### Stated problem 1
In the abstract on laser spectroscopy of neutron-rich nuclei, which nucleus is considered the heart of the N = 20 island of inversion?
### Stated problem 2
Carry on the abstract on laser spectroscopy of neutron-rich nuclei, starting after its final sentence.

### Text passage
● ● ●

Speaker
Description
The neutron-rich regions of $N~=~20$ and $N~=~40$ provide excellent testing grounds to investigate the evolution of nuclear structure and the rapid onset of deformation in radioactive isotopes lying close to shell closures and sub-shell closures. In these regions, effects such as islands of inversion (IoI), the onset of deformation and the collapse of the conventional shell model can be investigated using laser spectroscopy.
The Al isotopic chain forms the northern border of the $N~=~20$ island of inversion, presenting an ideal candidate to probe the transition from spherical Si [1] into deformed Mg [2], whereby $^{32}$Mg is considered the heart of the IoI. Before this work, charge-radii measurements in this region were limited up to $N~=~20$ for Mg [2] and Na [3], and $N~=~19$ for Al [4]. The CRIS collaboration recently measured $^{26-34}$Al using laser spectroscopy, crossing the $N~=~20$ shell closure.
The neutron-rich chain of Ni is of particular interest, with a magic proton number ($Z~=~28$) and spanning across two main shell closures ($N~=~28,~50$) and one sub-shell closure ($N~=~40$). However, the neutron-rich region of Ni marks a challenging area experimentally, due to the refractive nature of Ni and the large contamination in this region (Ga), resulting in the current laser spectroscopy studies being limited up to $^{70}$Ni (excluding $^{69}$Ni). However, this region, yet to be explored thoroughly with laser spectroscopy, marks an area of high interest. Measurements of the $E(2^{+})$ in Ni [5] indicate the re-emergence of the $N~=~40$ shell closure, which appears to collapse in neighbouring elements (Z < 28) such as Cr [6], forming the $N~=~40$ IoI. Furthermore, the enhancement of collectivity between $N~=~40-50$ induced by the weakening of the $Z~=~28$ shell closure [7] is not indicative of a semi-magic nucleus. The PI-LIST collaboration is actively working on the measurement of the neutron-rich chain of Ni using in-source laser spectroscopy, extending measurements into this mid-shell region between $N~=~40-50$.

● ● ●

### Supplied information
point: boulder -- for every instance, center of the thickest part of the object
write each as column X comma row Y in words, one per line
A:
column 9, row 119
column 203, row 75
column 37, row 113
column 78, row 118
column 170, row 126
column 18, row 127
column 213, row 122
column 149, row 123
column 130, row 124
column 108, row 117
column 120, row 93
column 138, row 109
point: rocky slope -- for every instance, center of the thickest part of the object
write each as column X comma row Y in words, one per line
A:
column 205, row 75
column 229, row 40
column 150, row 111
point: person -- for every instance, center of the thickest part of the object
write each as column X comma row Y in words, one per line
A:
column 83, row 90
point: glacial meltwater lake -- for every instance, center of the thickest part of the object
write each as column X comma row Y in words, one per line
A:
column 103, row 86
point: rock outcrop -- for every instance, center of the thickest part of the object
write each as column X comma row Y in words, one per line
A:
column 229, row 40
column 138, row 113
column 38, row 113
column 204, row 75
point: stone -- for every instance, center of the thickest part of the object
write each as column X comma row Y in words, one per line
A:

● ● ●

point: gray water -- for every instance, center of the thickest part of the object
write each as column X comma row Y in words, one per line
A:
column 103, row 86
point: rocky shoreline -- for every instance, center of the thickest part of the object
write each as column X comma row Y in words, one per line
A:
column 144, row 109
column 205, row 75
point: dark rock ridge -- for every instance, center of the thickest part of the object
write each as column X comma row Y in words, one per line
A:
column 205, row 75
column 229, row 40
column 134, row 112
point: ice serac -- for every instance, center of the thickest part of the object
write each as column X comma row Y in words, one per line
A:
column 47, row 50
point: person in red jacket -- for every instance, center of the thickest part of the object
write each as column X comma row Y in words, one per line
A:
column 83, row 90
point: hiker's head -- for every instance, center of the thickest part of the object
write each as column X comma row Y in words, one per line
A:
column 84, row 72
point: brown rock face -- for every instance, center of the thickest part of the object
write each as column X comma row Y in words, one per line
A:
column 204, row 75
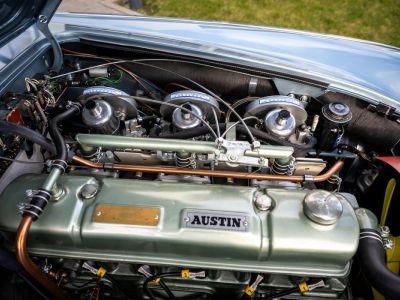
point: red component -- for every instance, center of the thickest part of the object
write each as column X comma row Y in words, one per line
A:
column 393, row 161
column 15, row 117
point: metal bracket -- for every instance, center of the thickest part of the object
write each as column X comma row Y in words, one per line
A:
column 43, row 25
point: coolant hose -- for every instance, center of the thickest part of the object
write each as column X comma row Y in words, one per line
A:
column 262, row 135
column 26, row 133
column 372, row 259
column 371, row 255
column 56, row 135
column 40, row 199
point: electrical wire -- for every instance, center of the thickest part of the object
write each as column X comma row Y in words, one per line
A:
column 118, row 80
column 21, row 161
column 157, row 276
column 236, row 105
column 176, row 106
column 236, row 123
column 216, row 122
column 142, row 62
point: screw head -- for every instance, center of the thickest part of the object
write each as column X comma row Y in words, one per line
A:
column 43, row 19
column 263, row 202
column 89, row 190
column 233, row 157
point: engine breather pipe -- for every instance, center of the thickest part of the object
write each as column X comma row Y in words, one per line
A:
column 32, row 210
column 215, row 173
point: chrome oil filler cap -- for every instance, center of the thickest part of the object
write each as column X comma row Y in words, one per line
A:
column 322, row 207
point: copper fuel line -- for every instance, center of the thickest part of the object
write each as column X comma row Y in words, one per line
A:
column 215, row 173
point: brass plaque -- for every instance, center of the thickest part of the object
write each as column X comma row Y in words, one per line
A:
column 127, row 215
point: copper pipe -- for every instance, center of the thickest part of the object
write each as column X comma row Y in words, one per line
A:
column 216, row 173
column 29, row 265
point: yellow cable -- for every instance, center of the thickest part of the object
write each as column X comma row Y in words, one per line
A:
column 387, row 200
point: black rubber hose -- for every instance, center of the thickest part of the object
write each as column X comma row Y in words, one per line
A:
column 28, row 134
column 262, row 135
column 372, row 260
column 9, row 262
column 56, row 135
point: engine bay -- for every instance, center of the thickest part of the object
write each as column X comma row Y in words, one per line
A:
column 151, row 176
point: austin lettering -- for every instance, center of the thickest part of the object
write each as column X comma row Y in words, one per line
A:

● ● ●

### Answer 1
$^{32}$Mg

### Answer 2
In the first half of this talk, a brief overview of the CRIS technique will be presented along with recent measurements of the change in mean-square charge-radii of $^{33, 34}$Al, crossing $N~=~20$. In the second half, the PI-LIST technique will be introduced, followed with a presentation of the recent measurements on neutron-rich Ni, extending the measurements of the nuclear spin, charge-radii and electromagnetic moments into the $N~=~40-50$ mid-shell region. All result will be discussed in relation to the region and neighbouring isotopic chains.
[1] R. W. Ibbotson et al., Quadrupole Collectivity in 32,34,36,38Si and the N = 20 Shell Closure, Phys. Rev. Lett. 80 (1998) 2081-2084
[2] D. Yordanov et al., Nuclear charge radii of $^{21-32}$Mg, Phys. Rev. Lett 108 (2012), 042504
[3] G. Huber et al., Spins, magnetic moments, and isotope shifts of $^{21-31}$Na by high resolution laser spectroscopy of the atomic D1 line, Phys. Rev. C 18 (1978), 2342-2354
[4] H. Heylen et al., High-resolution laser spectroscopy of $^{27-32}$Al, Phys. Rev. C 103 (2021), 014318
[5] R. Taniuchi et al., $^{78}$Ni revealed as a doubly magic stronghold against nuclear deformation. Nature, 569 (7754):53 - 58, 5 2019.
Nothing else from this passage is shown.